Could you reproduce every one of the records below word for word, leaving the pictures out?

• Available records:
————————
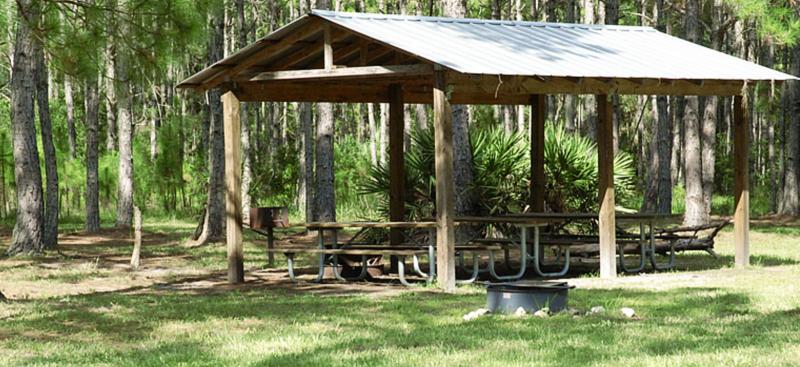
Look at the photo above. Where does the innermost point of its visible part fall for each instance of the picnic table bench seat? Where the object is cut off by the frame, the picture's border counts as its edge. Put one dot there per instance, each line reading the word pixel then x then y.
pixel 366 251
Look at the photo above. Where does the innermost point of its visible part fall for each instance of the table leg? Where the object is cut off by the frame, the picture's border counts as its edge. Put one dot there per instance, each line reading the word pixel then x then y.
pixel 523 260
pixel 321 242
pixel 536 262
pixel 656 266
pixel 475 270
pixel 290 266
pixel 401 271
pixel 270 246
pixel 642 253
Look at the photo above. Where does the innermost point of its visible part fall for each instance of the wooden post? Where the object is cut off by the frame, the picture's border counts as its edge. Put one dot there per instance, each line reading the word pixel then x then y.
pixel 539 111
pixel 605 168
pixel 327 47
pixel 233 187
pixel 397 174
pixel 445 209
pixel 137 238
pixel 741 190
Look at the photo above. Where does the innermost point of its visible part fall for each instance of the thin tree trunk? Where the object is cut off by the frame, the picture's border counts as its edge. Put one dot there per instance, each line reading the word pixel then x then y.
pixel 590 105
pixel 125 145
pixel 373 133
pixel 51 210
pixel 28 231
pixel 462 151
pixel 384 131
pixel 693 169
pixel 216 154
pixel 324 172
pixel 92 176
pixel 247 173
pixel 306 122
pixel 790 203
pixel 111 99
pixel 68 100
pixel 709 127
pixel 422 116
————————
• Result of this task:
Look at the photo above. Where does the innermost point of its visible part fall for each instance of the picnic table bench seat? Where the object is cut off by the frame, the picture's border counts as its edge. Put one dot there per instance, each line reading the word pixel then x then y.
pixel 366 251
Look at the photo above. Where does the innermost point of its visible part fall for each instance of the table leg? Where the object is cut off by the frame, the picture's border counts as its edge. Put one dot there per instance, each line reading the word pixel then x then y.
pixel 523 260
pixel 321 242
pixel 536 262
pixel 656 266
pixel 475 270
pixel 290 266
pixel 401 271
pixel 270 246
pixel 642 253
Look at the photo above. Where does the innermost point of its visible part fall for each instance of the wooden post? Where the object is cut off by the frame, the picture's border counts as its edge. Put one dot there per instance, each line reading the word pixel then x then y.
pixel 539 111
pixel 605 168
pixel 327 47
pixel 233 187
pixel 397 174
pixel 445 209
pixel 137 238
pixel 741 190
Look at the photo above. Where does the innermost point of its visible part fall for each instance of the thin tree trunk? Where the object is cut off by the frame, the picture's border counts as its edge. Put one dot there per instance, each line reading the word pixel then x then y.
pixel 590 105
pixel 125 145
pixel 373 133
pixel 51 210
pixel 28 231
pixel 462 151
pixel 384 131
pixel 693 169
pixel 216 154
pixel 324 172
pixel 92 176
pixel 247 173
pixel 306 122
pixel 790 203
pixel 111 99
pixel 68 100
pixel 709 127
pixel 422 116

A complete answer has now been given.